-- Ausgangstext --
=-=-=
# Wireless-N 2230 ersetzen



## Paulner (10. März 2016)

Hallo,

wie würde ich einen Intel Centrino Wireless-N 2230 ersetzen, sodass ich folgendes habe: 2,4GHz&5GHz WLAN und Bluetooth Low Energy? 

Lg und Danke im Voraus
Paulner


----------



## flotus1 (11. März 2016)

Normalerweise mit dem passenden Wlan-Adapter Intel Wireless-AC 7260 + Bluetooth, PCIe Mini Card (7260.HMWWB.R) Preisvergleich | Geizhals Deutschland
Oder wenns nicht ganz so schnell, dafür aber billig sein soll: Intel Wireless-AC 3160 + Bluetooth, PCIe Mini Card (3160.HMWWB.R) Preisvergleich | Geizhals Deutschland
Aber aufpassen, manche Notebooks haben eine Whitelist für "erlaubte" Zusatzmodule und man kann nicht einfach alles reinstecken was man will.


----------



## norse (11. März 2016)

Sicherheitshalber nachgefragt : was zu ein Notebook besitzt du? gibt einige mit einer Sperre ...


----------



## Paulner (11. März 2016)

Danke bis hier hin für die Antworten. Ich besitze ein y510p von Lenovo.


----------



## flotus1 (11. März 2016)

In dem Fall hast du leider genau das Problem das wir beide gemeint haben: Im Bios deines Laptops ist eine sogenannte whitelist für erlaubte Adapter hinterlegt.
Du bräuchtest deshalb ein gemoddetes Bios bei dem diese whitelist entfernt wurde. Das ganze geschieht natürlich auf eigene Gefahr und Herstellergaranie ist danach vorbei.
Passende Suchbegriffe wären zum beispiel "y510p lenovo wlan whitelist"


----------



## norse (11. März 2016)

oder du suchst eine lenovo brandet karte ... die sind aber oft recht euer.


----------



## Paulner (11. März 2016)

Also die Garantie ist eh durch. Wie hoch stehen die Chancen beim BIOS-Mod? Und wie macht man sowas? Woran sehe ich denn beim Kauf schon, welche Laptops kein Whitelisting haben? Ist ja irgendwie sinnfrei; die Garantie verliere ich doch sowieso, wenn ich das Laptop aufschraube und die Karte austausche...


----------



## flotus1 (11. März 2016)

Nein, vom Laptop aufschrauben und Steckkarte austauschen verliert man nur in den seltensten Fällen die Garantie. Sofern es überhaupt nachweisbar ist.
Die Chancen bei einem Mod-BIOS stehen gut so lange man sich an die Anleitung hält. Dann ist es auch nicht kritischer als ein normales Bios-Update.
Wie man das mit der whitelist vor dem Kauf wissen kann? Google, Nachfragen beim Hersteller und in Expertenforen.


----------



## norse (13. März 2016)

machen nimmer so viele Hersteller ... aber Lenovo hat das bei allen Notebooks mit dem gesperrten BIOS ... schon ewig.


----------
=-=-=
-- Kurze Übung 1 --
Schreiben Sie aus dem Ausgangstext die Stelle von „## Paulner (10.“ bis einschließlich „Bluetooth Low Energy?“ wortgetreu ab.
-- Kurze Übung 2 --
Fassen Sie den Absatz im Ausgangstext, der mit „Nein, vom Laptop aufschrauben“ beginnt, als kurze Stichpunktliste zusammen.

-- Bereitgestellte Angaben --
=-=-=
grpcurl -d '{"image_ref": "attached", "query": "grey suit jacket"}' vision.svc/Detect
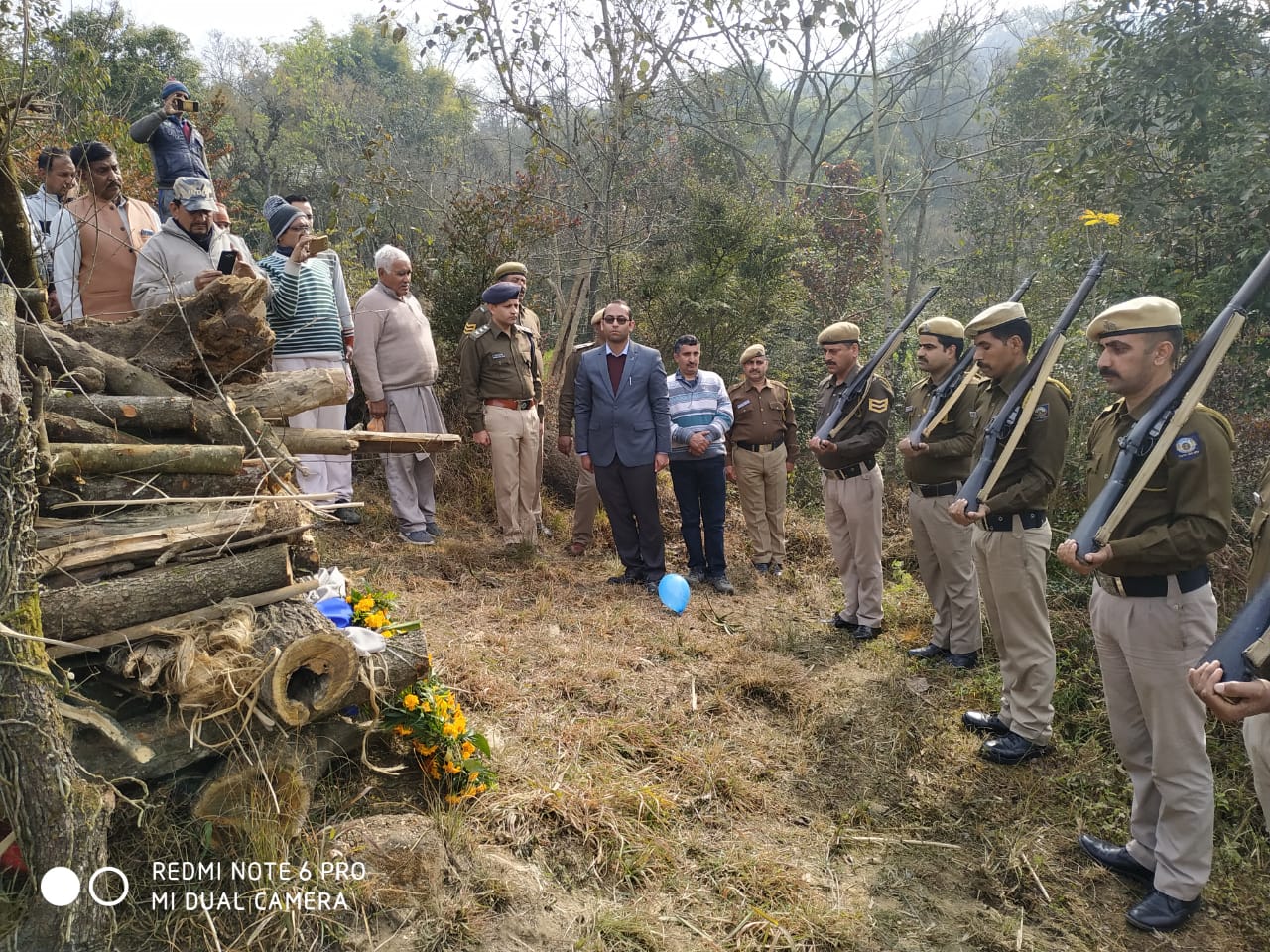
=-=-=
-- Vollständige Ausgabe 1 --
## Paulner (10. März 2016)

Hallo,

wie würde ich einen Intel Centrino Wireless-N 2230 ersetzen, sodass ich folgendes habe: 2,4GHz&5GHz WLAN und Bluetooth Low Energy?

-- Vollständige Ausgabe 2 --
- Durch das Aufschrauben des Laptops und den Tausch einer Steckkarte verliert man nur in den seltensten Fällen die Garantie, sofern es überhaupt nachweisbar ist.
- Die Chancen bei einem Mod-BIOS stehen gut, solange man sich an die Anleitung hält. Dann ist es nicht kritischer als ein normales BIOS-Update.
- Ob ein Laptop eine Whitelist hat, lässt sich vor dem Kauf über Google, Nachfragen beim Hersteller und in Expertenforen klären.